▶ _Data lines_
>> begin
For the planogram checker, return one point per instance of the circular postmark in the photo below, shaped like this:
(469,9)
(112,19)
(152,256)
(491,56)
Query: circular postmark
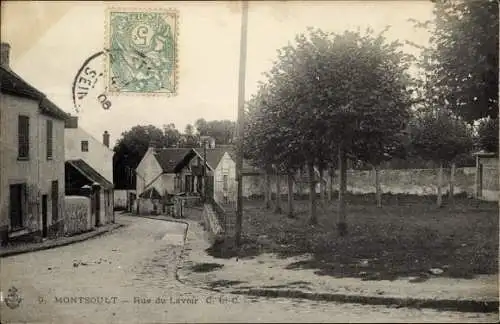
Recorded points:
(89,83)
(143,51)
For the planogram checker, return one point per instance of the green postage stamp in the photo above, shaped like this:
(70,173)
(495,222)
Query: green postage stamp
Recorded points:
(142,51)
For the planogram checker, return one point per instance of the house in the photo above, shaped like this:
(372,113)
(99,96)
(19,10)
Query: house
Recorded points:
(31,158)
(181,170)
(89,170)
(157,170)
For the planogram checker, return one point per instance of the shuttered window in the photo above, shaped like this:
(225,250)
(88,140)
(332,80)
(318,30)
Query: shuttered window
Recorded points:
(49,139)
(85,146)
(23,131)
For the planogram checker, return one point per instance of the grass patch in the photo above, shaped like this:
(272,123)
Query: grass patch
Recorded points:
(406,237)
(206,267)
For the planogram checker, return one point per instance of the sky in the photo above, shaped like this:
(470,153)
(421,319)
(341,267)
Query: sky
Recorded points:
(51,40)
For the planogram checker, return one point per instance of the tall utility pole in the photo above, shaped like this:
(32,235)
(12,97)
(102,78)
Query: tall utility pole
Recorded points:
(241,115)
(205,178)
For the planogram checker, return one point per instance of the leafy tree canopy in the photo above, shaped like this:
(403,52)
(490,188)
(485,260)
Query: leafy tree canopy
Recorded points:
(462,63)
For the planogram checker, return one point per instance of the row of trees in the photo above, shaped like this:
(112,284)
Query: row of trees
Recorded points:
(332,97)
(133,144)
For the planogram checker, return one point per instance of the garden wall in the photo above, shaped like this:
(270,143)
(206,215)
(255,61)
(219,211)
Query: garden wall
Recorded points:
(401,181)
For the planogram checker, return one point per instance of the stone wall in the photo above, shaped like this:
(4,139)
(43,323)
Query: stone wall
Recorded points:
(402,181)
(77,214)
(211,223)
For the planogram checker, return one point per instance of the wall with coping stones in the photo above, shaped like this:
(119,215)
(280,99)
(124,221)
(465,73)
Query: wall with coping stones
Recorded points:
(401,181)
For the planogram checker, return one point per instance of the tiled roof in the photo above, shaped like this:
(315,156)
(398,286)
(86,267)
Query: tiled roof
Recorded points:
(168,158)
(90,173)
(214,155)
(12,83)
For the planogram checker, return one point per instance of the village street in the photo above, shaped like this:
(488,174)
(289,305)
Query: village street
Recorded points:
(117,273)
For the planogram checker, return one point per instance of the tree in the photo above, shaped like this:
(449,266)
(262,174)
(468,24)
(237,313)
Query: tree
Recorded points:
(189,130)
(487,130)
(171,136)
(462,62)
(130,149)
(201,127)
(189,139)
(441,137)
(381,147)
(269,141)
(340,90)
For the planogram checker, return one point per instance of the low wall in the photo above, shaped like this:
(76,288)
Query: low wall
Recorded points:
(77,214)
(402,181)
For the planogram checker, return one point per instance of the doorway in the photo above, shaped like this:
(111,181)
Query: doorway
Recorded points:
(97,200)
(44,215)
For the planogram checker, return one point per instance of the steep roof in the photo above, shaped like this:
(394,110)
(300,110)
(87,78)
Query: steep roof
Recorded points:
(168,158)
(90,173)
(214,155)
(12,83)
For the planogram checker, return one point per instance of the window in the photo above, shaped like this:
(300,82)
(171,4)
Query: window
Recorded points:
(55,200)
(85,146)
(17,206)
(23,134)
(49,139)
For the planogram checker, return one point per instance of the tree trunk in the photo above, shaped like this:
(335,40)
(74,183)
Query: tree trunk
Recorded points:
(267,190)
(277,209)
(322,187)
(452,184)
(440,185)
(331,175)
(342,224)
(378,190)
(312,195)
(290,195)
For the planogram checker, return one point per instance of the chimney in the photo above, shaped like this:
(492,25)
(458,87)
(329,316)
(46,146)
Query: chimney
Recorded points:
(5,54)
(105,138)
(71,122)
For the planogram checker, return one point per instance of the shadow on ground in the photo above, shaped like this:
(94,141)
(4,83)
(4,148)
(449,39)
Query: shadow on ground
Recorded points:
(408,237)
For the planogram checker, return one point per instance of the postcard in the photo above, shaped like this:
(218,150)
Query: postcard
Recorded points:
(249,161)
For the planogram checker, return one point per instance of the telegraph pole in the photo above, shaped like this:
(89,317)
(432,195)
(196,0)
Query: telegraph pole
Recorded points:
(241,113)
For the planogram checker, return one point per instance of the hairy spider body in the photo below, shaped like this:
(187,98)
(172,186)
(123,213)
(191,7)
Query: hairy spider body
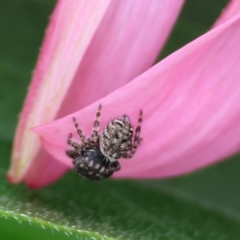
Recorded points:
(97,157)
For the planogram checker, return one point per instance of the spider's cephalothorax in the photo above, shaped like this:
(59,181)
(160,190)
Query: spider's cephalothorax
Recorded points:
(97,157)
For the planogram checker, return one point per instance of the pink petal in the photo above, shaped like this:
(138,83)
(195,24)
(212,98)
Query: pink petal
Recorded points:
(233,9)
(191,109)
(85,41)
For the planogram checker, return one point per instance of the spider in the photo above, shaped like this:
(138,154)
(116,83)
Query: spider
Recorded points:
(97,157)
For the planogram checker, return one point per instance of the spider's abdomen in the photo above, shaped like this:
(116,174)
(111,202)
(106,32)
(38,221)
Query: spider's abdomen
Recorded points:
(116,138)
(93,165)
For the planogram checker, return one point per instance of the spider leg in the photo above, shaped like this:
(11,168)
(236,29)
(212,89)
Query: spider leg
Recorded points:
(73,143)
(79,131)
(96,124)
(137,140)
(73,153)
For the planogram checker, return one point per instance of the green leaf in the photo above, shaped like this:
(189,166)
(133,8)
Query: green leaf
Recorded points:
(203,205)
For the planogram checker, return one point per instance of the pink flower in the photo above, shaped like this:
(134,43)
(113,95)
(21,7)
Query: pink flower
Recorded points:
(190,99)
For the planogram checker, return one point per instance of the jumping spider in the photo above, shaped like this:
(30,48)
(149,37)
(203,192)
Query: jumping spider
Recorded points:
(97,157)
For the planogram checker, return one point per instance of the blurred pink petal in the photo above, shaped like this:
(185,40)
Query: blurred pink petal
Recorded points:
(91,48)
(231,10)
(191,109)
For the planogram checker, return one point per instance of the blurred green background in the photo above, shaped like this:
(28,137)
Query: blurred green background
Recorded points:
(203,205)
>> end
Print every line of the data above verbatim, leaving out the pictures.

For the planogram checker, return one point per instance of the circular postmark in the photo below, shaped like this:
(469,9)
(112,19)
(152,256)
(491,56)
Query: circular postmark
Recorded points:
(89,83)
(143,51)
For the planogram checker, return one point per instance of the green postage stamp in the photo above, shaped like this:
(70,173)
(495,222)
Query: green postage stamp
Recorded points:
(142,51)
For the planogram checker, return one point per instance of the house in the photo above, shaped like this:
(372,113)
(99,96)
(19,10)
Query: house
Recorded points:
(31,158)
(181,170)
(89,170)
(157,170)
For the planogram checker, return one point per instance of the shuttered window in the photo above, shaped like this:
(225,250)
(88,140)
(332,80)
(318,30)
Query: shuttered window
Recorded points:
(49,139)
(85,146)
(23,131)
For the planogram checker, return one point per instance of the grass patch in the photo above, shaped like this:
(272,123)
Query: grass patch
Recorded points:
(406,237)
(206,267)
For the planogram checker, return one point per instance of the sky in the photo above, shaped like this:
(470,153)
(421,319)
(341,267)
Query: sky
Recorded points:
(51,40)
For the planogram checker, return one point per instance of the tall utility pole in the photo above, shaped like this:
(32,235)
(12,97)
(102,78)
Query: tall utility pole
Recorded points:
(241,115)
(205,178)
For the planogram checker, return one point per instance of the leafy tree canopy in the photo above, shaped like this:
(403,52)
(490,188)
(485,260)
Query: leafy tree canopy
Recorded points:
(462,63)
For the planogram checker, return one point per instance of the row of trees in the photo above, shaped like this:
(112,284)
Query: row of trees
Recorded points:
(332,97)
(133,144)
For the planogram checker, return one point per instance of the garden wall in the photo above, shaped like this:
(270,143)
(206,215)
(255,61)
(219,211)
Query: garden wall
Recorded points:
(401,181)
For the planogram checker, return one point per instance of the stone wall in the photo above, shaped like this:
(4,139)
(43,323)
Query: stone wall
Recorded points:
(402,181)
(77,214)
(211,223)
For the planogram checker, return one point per instance of the wall with coping stones in the photo above, shaped like this:
(119,215)
(280,99)
(124,221)
(465,73)
Query: wall with coping stones
Recorded points:
(401,181)
For the planogram checker, return one point per instance of the tiled roof in the photo above, shaped like this:
(315,156)
(398,286)
(86,267)
Query: tiled roof
Recorded points:
(168,158)
(90,173)
(214,155)
(12,83)
For the planogram checker, return one point per instance of the village street in the photo above, shaped like this:
(488,174)
(289,305)
Query: village street
Recorded points:
(117,273)
For the planogram checker, return one point per instance of the tree in the photo above, shaped like this:
(449,266)
(262,174)
(468,24)
(237,313)
Query: tree
Recorded points:
(189,130)
(487,130)
(171,136)
(462,62)
(130,149)
(201,127)
(189,139)
(441,137)
(381,147)
(269,141)
(340,90)
For the planogram checker, return one point per instance of the low wall in the photo above, shaped like this:
(76,288)
Query: low wall
Recorded points:
(77,214)
(402,181)
For the planogram checker, return one point per instance of the doorway in the photo above, shaped like this:
(111,181)
Query: doorway
Recorded points:
(97,200)
(44,215)
For the planogram checker, return one point per instance of the steep roof in the photo above, shaped like this:
(394,110)
(300,110)
(87,78)
Query: steep roof
Recorded points:
(168,158)
(90,173)
(214,155)
(12,83)
For the planogram checker, return one point per instance of the window in the photo above, shaped like this:
(300,82)
(171,4)
Query: window
Recorded points:
(55,200)
(85,146)
(17,206)
(23,134)
(49,139)
For the planogram checker, return one point per instance of the tree trunk in the photo above, shaped like this:
(335,40)
(74,183)
Query: tree trunk
Recorded points:
(267,190)
(277,209)
(322,187)
(452,184)
(440,185)
(331,175)
(342,224)
(378,190)
(312,195)
(290,195)
For the planogram checker, return one point per instance of the chimney in the photo above, shaped like this:
(492,25)
(458,87)
(329,316)
(46,146)
Query: chimney
Recorded points:
(5,54)
(105,138)
(71,122)
For the planogram checker, return one point per instance of the shadow on ground in the photo above, shaped like this:
(94,141)
(4,83)
(4,148)
(449,39)
Query: shadow on ground
Recorded points:
(408,237)
For the planogram checker, return one point per instance of the postcard in the photo above, shaped like this:
(218,150)
Query: postcard
Recorded points:
(249,161)
For the planogram checker, return one point per instance of the telegraph pole in the photo above, shaped like this:
(89,317)
(432,195)
(196,0)
Query: telegraph pole
Recorded points:
(241,113)
For the planogram checker, return one point per instance of the hairy spider body in the photo below, shaped like this:
(187,98)
(172,186)
(123,213)
(191,7)
Query: hairy spider body
Recorded points:
(97,157)
For the planogram checker, return one point per instance of the spider's cephalothorax in the photo above, shaped like this:
(59,181)
(160,190)
Query: spider's cephalothorax
Recorded points:
(97,157)
For the planogram checker, return one point per instance of the pink petal in the photo above, shaped like this:
(138,83)
(195,24)
(212,98)
Query: pink petal
Recorded points:
(233,9)
(191,109)
(85,41)
For the planogram checker, return one point per instance of the spider in the photo above, shaped like this:
(138,154)
(116,83)
Query: spider
Recorded points:
(97,157)
For the planogram checker, return one point per instance of the spider's abdomen in the photo above, shaped like this:
(116,174)
(111,202)
(106,32)
(38,221)
Query: spider's abdomen
Recorded points:
(116,138)
(93,165)
For the planogram checker, return one point per instance of the spider leg in the photo above, shaped like this:
(11,168)
(236,29)
(212,89)
Query: spider leg
Recorded points:
(73,143)
(79,131)
(96,124)
(137,140)
(73,153)
For the planogram checker, return one point per instance of the green leaf in the photo above, shaped like this:
(189,166)
(133,8)
Query: green leaf
Recorded points:
(203,205)
For the planogram checker, return one point per instance of the pink flower in the photo above, shaped like this:
(134,43)
(113,95)
(21,7)
Query: pink flower
Recorded points:
(190,99)
For the planogram checker, return one point per instance of the jumping spider in the photo above, shaped like this:
(30,48)
(149,37)
(203,192)
Query: jumping spider
Recorded points:
(97,157)
For the planogram checker, return one point per instance of the blurred pink petal in the photo above, shaped like this:
(185,40)
Query: blurred pink petal
Recorded points:
(91,48)
(231,10)
(191,109)
For the planogram checker, return one point per instance of the blurred green background in the photo above, shaped like this:
(28,137)
Query: blurred green background
Recorded points:
(203,205)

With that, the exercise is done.